◆ Given exercise 1 ◆
In the Texas football post, whose offense does the writer cite as an example of one designed around available resources, common opponents, and the team's strengths?
◆ Given exercise 2 ◆
Pick up the Texas football post after its final sentence and carry it forward.
[START Page]
I still believe Gilbert has the potential to carry on the tradition of excellence established my Vince and Colt but my appreciation for how Colt gutted out victories in 09 is growing every week. Thanks Colt.

My views on the big picture situation we are seeing with this football team are very well encapsulated by the jesus over at recruitocosm and Scipio in his exasperated post-mortem.

In sum, there is little that Mack now offers to this team save for an obstacle in keeping Muschamp in Austin.

Granting the assumption, as I hope you will, that Texas needs a new coordinator and vision on offense the question becomes what that plan should look like. What kind of offense should Texas be running considering the resources available, the most common opponents, and the current strengths of the team.

For a disgusting example of an offense that is very simply designed with those factors in mind I call your attention to Kevin Wilson's Sooner offense.

Their basic thinking is similar to our own, that their athletes will be better than yours and their scheme looks to make that simple fact a very clear truth over the course of 4 quarters.

The major difference is that Davis tries to maximize the talent advantages by running a simple but difficult to master offense whose execution is beyond what most college defenses can handle...assuming it can be executed.
[END Page]
[START Data extract]
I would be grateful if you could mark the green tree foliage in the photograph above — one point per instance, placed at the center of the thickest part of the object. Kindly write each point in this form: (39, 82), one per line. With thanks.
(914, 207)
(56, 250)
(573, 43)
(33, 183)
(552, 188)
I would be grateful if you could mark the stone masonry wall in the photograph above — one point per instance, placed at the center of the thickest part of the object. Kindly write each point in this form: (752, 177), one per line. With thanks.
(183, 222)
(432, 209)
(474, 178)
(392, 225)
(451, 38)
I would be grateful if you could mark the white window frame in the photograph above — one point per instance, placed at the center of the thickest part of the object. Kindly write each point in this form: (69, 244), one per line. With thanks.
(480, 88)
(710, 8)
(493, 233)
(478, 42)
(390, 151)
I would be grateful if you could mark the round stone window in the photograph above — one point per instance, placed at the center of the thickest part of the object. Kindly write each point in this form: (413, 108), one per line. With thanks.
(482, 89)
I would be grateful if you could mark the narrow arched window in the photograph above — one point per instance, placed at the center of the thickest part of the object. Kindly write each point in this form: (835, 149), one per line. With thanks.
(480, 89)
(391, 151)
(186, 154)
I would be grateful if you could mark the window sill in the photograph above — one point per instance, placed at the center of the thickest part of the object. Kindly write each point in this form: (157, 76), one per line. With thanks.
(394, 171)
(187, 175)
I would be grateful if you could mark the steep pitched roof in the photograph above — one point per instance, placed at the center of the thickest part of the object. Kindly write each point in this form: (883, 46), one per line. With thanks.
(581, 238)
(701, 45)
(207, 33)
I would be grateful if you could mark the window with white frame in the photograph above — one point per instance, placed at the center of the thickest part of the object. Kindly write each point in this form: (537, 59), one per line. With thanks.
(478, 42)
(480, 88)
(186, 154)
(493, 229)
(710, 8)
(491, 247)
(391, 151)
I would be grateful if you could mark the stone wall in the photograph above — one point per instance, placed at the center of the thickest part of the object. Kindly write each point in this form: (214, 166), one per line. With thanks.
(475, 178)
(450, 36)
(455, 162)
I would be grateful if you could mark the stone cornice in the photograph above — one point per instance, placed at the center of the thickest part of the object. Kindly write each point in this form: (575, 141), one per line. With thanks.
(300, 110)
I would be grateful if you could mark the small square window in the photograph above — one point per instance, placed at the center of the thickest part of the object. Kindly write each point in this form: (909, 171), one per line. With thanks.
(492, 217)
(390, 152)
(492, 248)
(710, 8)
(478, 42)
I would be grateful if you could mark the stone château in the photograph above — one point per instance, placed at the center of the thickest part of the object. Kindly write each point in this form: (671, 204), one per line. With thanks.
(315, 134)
[END Data extract]
◆ Response 1 ◆
Kevin Wilson's Sooner offense.

◆ Response 2 ◆
Wilson maximizes his talent advantage by building around the major consistent advantage you can always have at premier universities, talent in the trenches.

They base around the run and they use the spread to isolate your players against theirs and then the no-huddle to force you to win isolated matchups against superior athletes over and over and over again.

Nothing they do is very complicated, they run inside-outside zone like everyone else mixed with a very good trap play that offers good angles. From their it's bootleg, play-action, screens, throws to the sideline, etc. If you are either over-matched by their line or undisciplined in your assignments they will blow you out. If you have comparable talent and well-coached schemes they become imminently beatable.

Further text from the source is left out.